- [Records to process]
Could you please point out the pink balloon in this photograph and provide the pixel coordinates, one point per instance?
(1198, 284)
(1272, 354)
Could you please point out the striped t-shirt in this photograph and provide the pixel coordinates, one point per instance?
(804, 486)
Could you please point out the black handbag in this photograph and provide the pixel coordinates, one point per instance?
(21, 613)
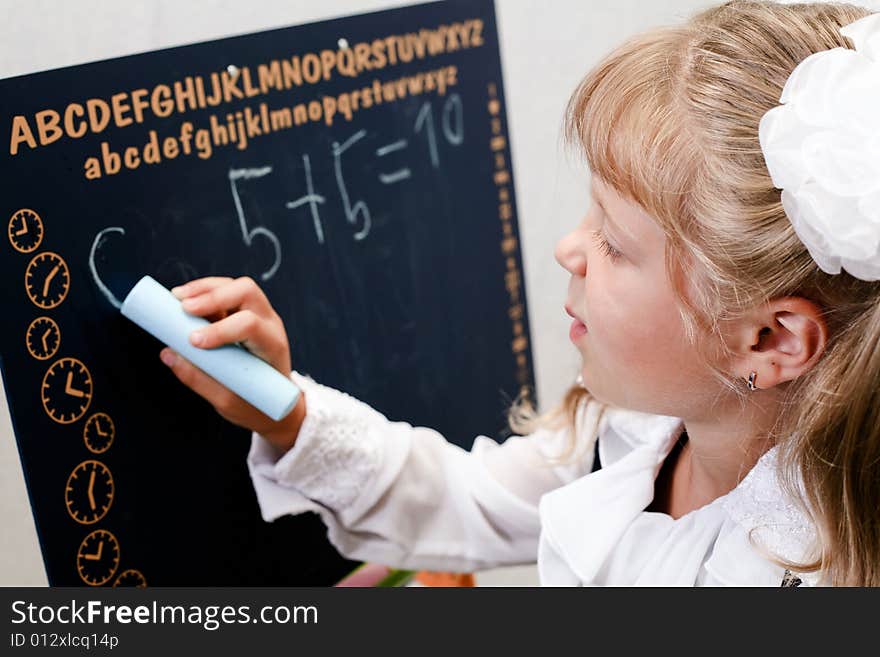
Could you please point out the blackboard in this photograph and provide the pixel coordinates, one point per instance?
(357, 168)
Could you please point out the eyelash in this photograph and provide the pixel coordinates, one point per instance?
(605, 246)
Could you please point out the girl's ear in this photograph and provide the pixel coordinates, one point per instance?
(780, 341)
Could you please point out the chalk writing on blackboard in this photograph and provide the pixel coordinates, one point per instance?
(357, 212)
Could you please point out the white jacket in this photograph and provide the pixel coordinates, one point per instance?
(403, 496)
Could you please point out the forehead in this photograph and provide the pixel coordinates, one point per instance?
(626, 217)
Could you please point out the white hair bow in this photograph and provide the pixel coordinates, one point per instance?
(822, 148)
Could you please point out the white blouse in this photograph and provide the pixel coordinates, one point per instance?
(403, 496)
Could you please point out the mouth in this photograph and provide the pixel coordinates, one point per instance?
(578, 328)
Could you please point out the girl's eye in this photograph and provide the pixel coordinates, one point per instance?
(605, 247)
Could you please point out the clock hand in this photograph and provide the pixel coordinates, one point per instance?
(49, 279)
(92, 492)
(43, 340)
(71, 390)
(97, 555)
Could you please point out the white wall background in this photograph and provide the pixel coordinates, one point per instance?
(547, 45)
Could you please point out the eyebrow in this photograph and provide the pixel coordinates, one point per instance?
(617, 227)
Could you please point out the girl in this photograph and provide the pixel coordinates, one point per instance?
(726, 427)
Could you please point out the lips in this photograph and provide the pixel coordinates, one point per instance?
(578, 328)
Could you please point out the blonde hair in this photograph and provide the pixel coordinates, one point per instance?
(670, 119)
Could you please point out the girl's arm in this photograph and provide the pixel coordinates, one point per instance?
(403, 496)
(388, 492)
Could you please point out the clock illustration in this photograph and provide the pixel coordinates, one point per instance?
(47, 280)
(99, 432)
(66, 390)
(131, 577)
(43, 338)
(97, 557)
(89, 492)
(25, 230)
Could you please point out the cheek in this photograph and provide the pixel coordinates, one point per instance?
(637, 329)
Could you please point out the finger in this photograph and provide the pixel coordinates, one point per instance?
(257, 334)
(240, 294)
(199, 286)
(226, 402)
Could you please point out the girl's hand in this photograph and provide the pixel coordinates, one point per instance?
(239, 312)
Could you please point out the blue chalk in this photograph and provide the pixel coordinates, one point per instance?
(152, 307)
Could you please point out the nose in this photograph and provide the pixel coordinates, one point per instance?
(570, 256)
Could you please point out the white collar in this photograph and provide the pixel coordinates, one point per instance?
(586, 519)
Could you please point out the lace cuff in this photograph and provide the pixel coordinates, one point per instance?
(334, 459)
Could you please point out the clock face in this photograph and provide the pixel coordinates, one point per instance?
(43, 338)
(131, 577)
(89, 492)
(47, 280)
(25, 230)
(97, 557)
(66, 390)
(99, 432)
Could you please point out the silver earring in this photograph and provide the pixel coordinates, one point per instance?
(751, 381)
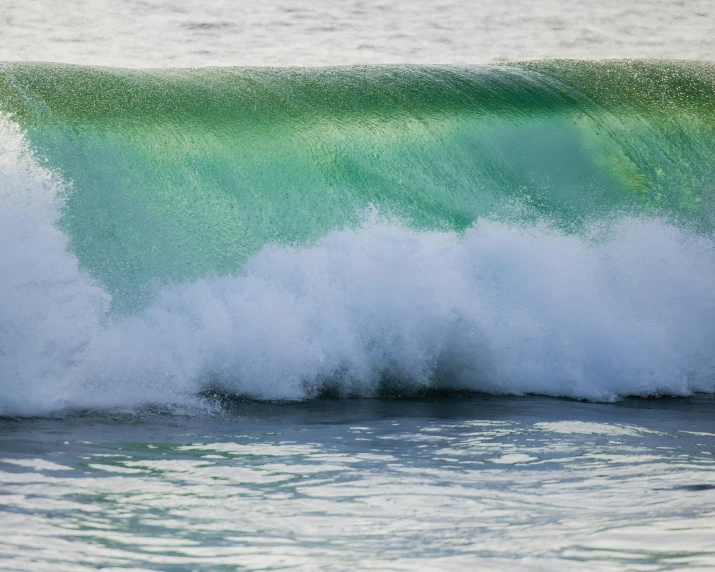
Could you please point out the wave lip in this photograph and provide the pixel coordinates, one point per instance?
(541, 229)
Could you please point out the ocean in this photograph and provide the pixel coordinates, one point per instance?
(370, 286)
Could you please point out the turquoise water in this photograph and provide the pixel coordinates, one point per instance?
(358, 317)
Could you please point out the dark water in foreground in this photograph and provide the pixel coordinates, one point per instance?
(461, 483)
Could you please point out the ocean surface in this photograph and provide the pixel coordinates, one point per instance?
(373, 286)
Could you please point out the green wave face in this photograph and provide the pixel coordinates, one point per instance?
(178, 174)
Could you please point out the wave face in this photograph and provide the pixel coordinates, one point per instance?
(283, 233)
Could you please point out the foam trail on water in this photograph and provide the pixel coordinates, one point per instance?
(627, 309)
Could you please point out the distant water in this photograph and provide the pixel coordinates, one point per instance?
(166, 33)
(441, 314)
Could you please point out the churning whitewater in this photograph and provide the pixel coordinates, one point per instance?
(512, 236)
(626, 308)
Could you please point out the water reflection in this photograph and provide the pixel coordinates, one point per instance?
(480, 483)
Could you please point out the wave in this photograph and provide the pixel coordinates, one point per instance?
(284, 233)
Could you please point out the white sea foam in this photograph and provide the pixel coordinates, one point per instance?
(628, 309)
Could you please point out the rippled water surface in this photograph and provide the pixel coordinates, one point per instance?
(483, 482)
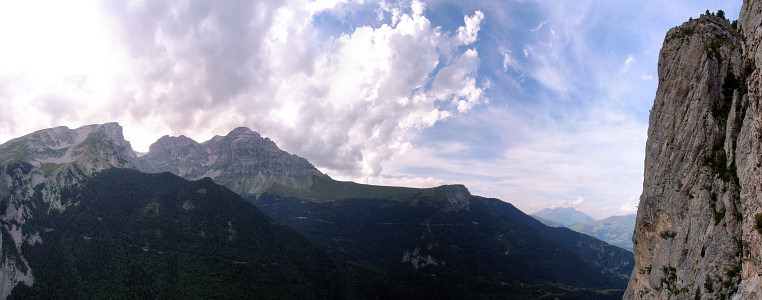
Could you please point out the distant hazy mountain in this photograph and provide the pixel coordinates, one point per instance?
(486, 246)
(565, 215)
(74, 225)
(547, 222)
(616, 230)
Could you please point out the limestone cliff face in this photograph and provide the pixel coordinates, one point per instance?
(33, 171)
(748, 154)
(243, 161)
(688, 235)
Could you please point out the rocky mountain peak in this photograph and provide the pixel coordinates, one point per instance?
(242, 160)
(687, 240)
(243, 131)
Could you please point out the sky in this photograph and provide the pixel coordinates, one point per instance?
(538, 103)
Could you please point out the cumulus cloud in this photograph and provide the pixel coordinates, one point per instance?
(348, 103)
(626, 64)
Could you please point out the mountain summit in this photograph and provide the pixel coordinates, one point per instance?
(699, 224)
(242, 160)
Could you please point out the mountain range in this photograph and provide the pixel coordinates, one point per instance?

- [Problem description] Rewrite all of the material above, changing every "photograph" to "image" and leaving everything else unchanged. Leave the pictures out.

- [Result of this task]
Could you please point out the pink balloon in this image and provide the pixel coordinates, one point per instance?
(1198, 284)
(1272, 354)
Could you please point out the striped t-shirt in this image and provide the pixel coordinates, one point per instance?
(804, 486)
Could you please point out the black handbag in this image and provide the pixel coordinates, one point per instance?
(21, 613)
Could you please point out the blackboard in this image and provide the pixel coordinates, one point per instance?
(357, 168)
Could you please point out the eyelash in this image and provide the pixel coordinates, one point per instance?
(605, 246)
Could you please point out the girl's ear in this image and provide the pixel coordinates, one point per instance?
(780, 341)
Could you please point out the chalk writing on blackboard in this image and provide the pixel coordinates, one point per instance?
(357, 212)
Could you please point out the white jacket in this image and provide the pixel coordinates, one point per instance?
(403, 496)
Could you please point out the forehead in this image and provide the pixel coordinates, one point per instance?
(626, 217)
Could you please point out the white hair bow in this image and provide the pixel coordinates, one point per instance?
(822, 148)
Could you please point out the white blouse in this image and provide the pixel coordinates, one point per instance?
(403, 496)
Could you please point out the mouth in this image and provide the pixel coordinates, one point per instance?
(578, 328)
Could you please point out the girl's eye in this image and provide the pixel coordinates, one point per instance?
(605, 247)
Could you please point out the clock hand in this image and provide the pixel coordinates, one point per instance?
(49, 279)
(92, 492)
(43, 340)
(71, 390)
(97, 555)
Could you please point out the white wall background in this image and provide the pixel coordinates, one point per instance?
(547, 45)
Could you please point out the eyebrow in this image and provide the pixel coordinates, one point per instance?
(617, 227)
Could you please point out the girl in this image and provide the pixel coordinates, one point per instance?
(726, 427)
Could you please point out the lips in this image and provide the pixel coordinates, one point per instance?
(578, 328)
Could you please point out the blonde hair in this image and provide the pixel coordinates, one point per instance?
(670, 119)
Could you please point out the girl's arm in this image and provide the pixel coordinates, one point per instance?
(403, 496)
(388, 492)
Could you please point out the clock illustration in this image and provide the pixel coordinates, one point per instance?
(47, 280)
(99, 432)
(66, 390)
(131, 577)
(43, 338)
(97, 557)
(89, 492)
(25, 230)
Could you please point out the cheek in this image and provide the pixel coordinates, one point per instance?
(637, 329)
Could you please point out the finger in this image and provide the pixel coordinates, one point per instance?
(257, 334)
(240, 294)
(199, 286)
(226, 402)
Could you please point out the girl's hand in this image and provide the pixel coordinates, one point per instance?
(239, 312)
Could you please point out the blue chalk in this image and provide the pixel coordinates, one point per instance?
(152, 307)
Could you please point out the nose in this image and provide the pixel coordinates, one point per instance?
(570, 256)
Could you please point out the white collar in this image and provide the pixel coordinates, one point per instance?
(586, 519)
Could you please point out the lace cuff in this image and provide the pixel coordinates, one point per instance?
(334, 459)
Could you please point out the clock face in this image and provide the pixel coordinates, one point per instance?
(43, 338)
(131, 577)
(89, 492)
(47, 280)
(25, 230)
(97, 557)
(66, 390)
(99, 432)
Could you please point out the silver earring in this image and provide the pixel coordinates, one point per instance?
(751, 381)
Could you please point out the wave lip in this image and provide the pixel coordinates, one point per instance?
(541, 229)
Could you please point out the ocean in this image and provide the pixel coordinates, one point per instance?
(370, 286)
Could you please point out the turquoise water in this image and provide the pixel coordinates, one point per instance?
(358, 317)
Could you please point out the dark water in foreground in this image and provide the pixel coordinates, one point per instance?
(461, 483)
Could you please point out the ocean surface in this image and provide the pixel coordinates, one point per instance?
(373, 286)
Could you please point out the green wave face in this image and provide the pixel coordinates, one point per instance?
(178, 174)
Could you please point out the wave face in this image and provide the pixel coordinates, one point per instance?
(283, 233)
Could you please point out the foam trail on water in this image and provide the pixel coordinates, one point per instance?
(627, 309)
Could you please point out the distant water in this image and provide the pixel coordinates, one point per instance?
(166, 33)
(441, 314)
Could you please point out the churning whitewater in this image and provide the pixel coordinates, one point per instance?
(512, 236)
(626, 308)
Could you please point out the water reflection in this image and provide the pixel coordinates, one point per instance?
(480, 483)
Could you please point out the wave in this image and provide the pixel coordinates, one point per instance?
(284, 233)
Could you please point out the white sea foam in this image and provide the pixel coordinates, one point per instance?
(628, 309)
Could you please point out the rippled water surface in this image and provide the pixel coordinates, one point per instance?
(483, 482)
Could you please point out the distant hazy mountain in this image and provide the pixel coordinates, one point per instance?
(486, 246)
(565, 215)
(74, 225)
(547, 222)
(616, 230)
Could you please point out the limestone cliff face in this image and provide the pixel coordinates, one point per instance?
(33, 171)
(748, 154)
(243, 161)
(688, 235)
Could you please point out the rocky mountain peak in this image and provide the pixel coordinates, one point per instance?
(242, 160)
(687, 240)
(243, 131)
Could you please point out the sky in this image and provide the pixel coordinates, one point per instance?
(538, 103)
Could you please point out the cumulus cloud in this image and provide the pixel coordinates, one point per instance?
(348, 103)
(626, 64)
Could you please point out the mountain summit in this image and provide the pixel coordinates, one point per instance?
(699, 224)
(242, 160)
Could you please point out the mountain range in this image and provide the pixel coordinates, one point per instance?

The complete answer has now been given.